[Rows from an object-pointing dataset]
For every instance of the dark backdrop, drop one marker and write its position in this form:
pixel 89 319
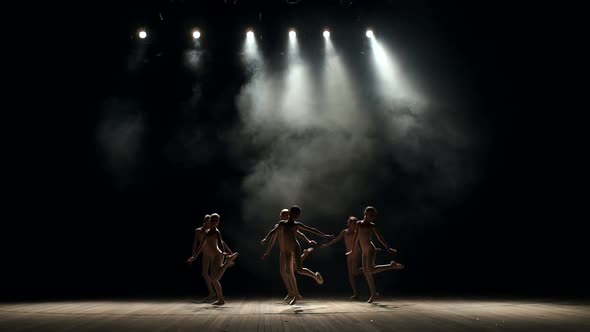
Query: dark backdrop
pixel 78 228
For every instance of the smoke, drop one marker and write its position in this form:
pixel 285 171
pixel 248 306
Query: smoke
pixel 120 136
pixel 331 142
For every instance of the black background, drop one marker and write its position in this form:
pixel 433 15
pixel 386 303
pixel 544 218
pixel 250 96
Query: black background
pixel 70 231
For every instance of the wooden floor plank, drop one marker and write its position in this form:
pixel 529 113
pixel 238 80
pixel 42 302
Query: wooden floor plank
pixel 272 315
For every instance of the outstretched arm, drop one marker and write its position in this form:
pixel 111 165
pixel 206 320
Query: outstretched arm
pixel 354 246
pixel 225 247
pixel 270 233
pixel 193 257
pixel 198 236
pixel 382 240
pixel 273 238
pixel 302 236
pixel 335 240
pixel 314 230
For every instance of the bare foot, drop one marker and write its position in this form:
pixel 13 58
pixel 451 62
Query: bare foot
pixel 307 252
pixel 319 279
pixel 396 266
pixel 295 299
pixel 231 258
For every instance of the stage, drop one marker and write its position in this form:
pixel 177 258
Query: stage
pixel 241 314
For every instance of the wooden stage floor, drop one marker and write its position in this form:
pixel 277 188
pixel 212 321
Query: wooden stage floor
pixel 269 315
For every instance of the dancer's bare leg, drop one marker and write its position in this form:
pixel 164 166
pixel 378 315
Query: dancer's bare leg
pixel 216 264
pixel 205 274
pixel 306 253
pixel 229 259
pixel 385 267
pixel 367 271
pixel 291 274
pixel 305 271
pixel 285 276
pixel 353 271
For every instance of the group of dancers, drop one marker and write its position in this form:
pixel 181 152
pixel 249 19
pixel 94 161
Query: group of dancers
pixel 217 256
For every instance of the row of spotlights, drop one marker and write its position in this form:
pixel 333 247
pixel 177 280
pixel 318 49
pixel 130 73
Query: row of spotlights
pixel 250 34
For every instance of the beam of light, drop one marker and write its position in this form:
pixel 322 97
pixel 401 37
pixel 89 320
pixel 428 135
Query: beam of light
pixel 339 99
pixel 296 101
pixel 404 105
pixel 252 57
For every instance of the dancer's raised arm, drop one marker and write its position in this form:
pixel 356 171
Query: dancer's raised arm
pixel 302 236
pixel 335 240
pixel 270 233
pixel 382 240
pixel 354 242
pixel 193 257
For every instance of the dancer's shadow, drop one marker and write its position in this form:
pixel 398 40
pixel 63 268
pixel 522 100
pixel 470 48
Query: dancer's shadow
pixel 391 306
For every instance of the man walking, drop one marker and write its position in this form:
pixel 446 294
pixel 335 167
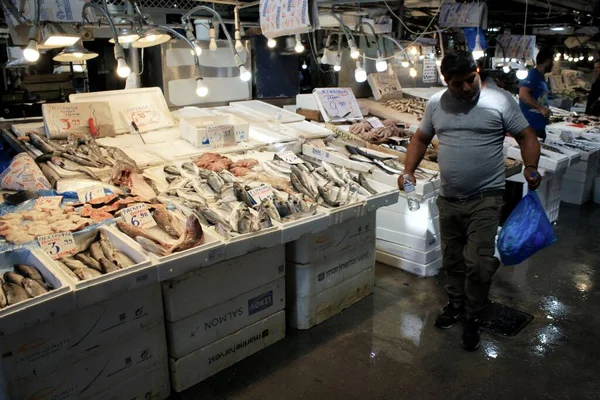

BRIEF: Reproduce every one of the entries above word for word, leaving out the pictures.

RESULT OF THE TASK:
For every instance of the dark backdrop, drop one marker and write its position in this form:
pixel 89 319
Query: dark backdrop
pixel 78 228
For every instance of the smoke, drop one marker and write its position in this form:
pixel 285 171
pixel 248 306
Query: smoke
pixel 120 136
pixel 331 142
For every instance of the black background, drop one marker and write its position in this form:
pixel 433 15
pixel 386 303
pixel 544 218
pixel 250 96
Query: black background
pixel 70 231
For every instance of the wooden floor plank, drop one marker and write its position in this form:
pixel 529 113
pixel 238 80
pixel 42 302
Query: wooden floor plank
pixel 272 315
For every instance of the outstretched arm, drop one marker and write its position in this form:
pixel 111 165
pixel 206 320
Query: outstretched arm
pixel 354 246
pixel 225 247
pixel 270 233
pixel 193 257
pixel 198 236
pixel 382 240
pixel 273 238
pixel 302 236
pixel 335 240
pixel 314 230
For every instance of the bare foot, drop one marker and write its position in this form:
pixel 13 58
pixel 451 62
Query: bare foot
pixel 307 252
pixel 319 279
pixel 396 266
pixel 295 299
pixel 231 258
For every instance of the stage, drop one marker and write its position in this form:
pixel 177 258
Query: stage
pixel 241 314
For every instance of the wooden stage floor, drop one marker and write its position in this form:
pixel 277 188
pixel 212 321
Query: wooden stage floor
pixel 269 315
For every instance of the dancer's bare leg, drop one marker and write its position in this form:
pixel 164 166
pixel 378 315
Query: dancer's bare leg
pixel 216 264
pixel 205 274
pixel 306 253
pixel 229 259
pixel 385 267
pixel 367 271
pixel 291 274
pixel 305 271
pixel 285 276
pixel 353 271
For every instance of the group of dancers, drop one marker and write its position in this form:
pixel 181 152
pixel 249 19
pixel 94 161
Query: group of dancers
pixel 217 256
For every instance of the row of spotlights, drop one marker and write its position in this form:
pixel 333 247
pixel 177 280
pixel 318 49
pixel 130 73
Query: row of spotlights
pixel 250 34
For every instance of the beam of light, drop one marker and write its position in this form:
pixel 322 97
pixel 401 37
pixel 89 320
pixel 428 135
Query: beam of light
pixel 339 99
pixel 296 101
pixel 404 105
pixel 252 57
For every instance of the dancer's raised arm, drop one marker and write its position in this form:
pixel 356 171
Query: dancer's raised arm
pixel 302 236
pixel 335 240
pixel 270 233
pixel 382 240
pixel 354 242
pixel 193 257
For every instance of the dancer's shadow, drop one marker and write its position in this form:
pixel 398 40
pixel 63 268
pixel 522 100
pixel 470 48
Query: dancer's shadow
pixel 391 306
For every instance of the man walking, drop one marker and write its position in this form:
pixel 446 294
pixel 335 167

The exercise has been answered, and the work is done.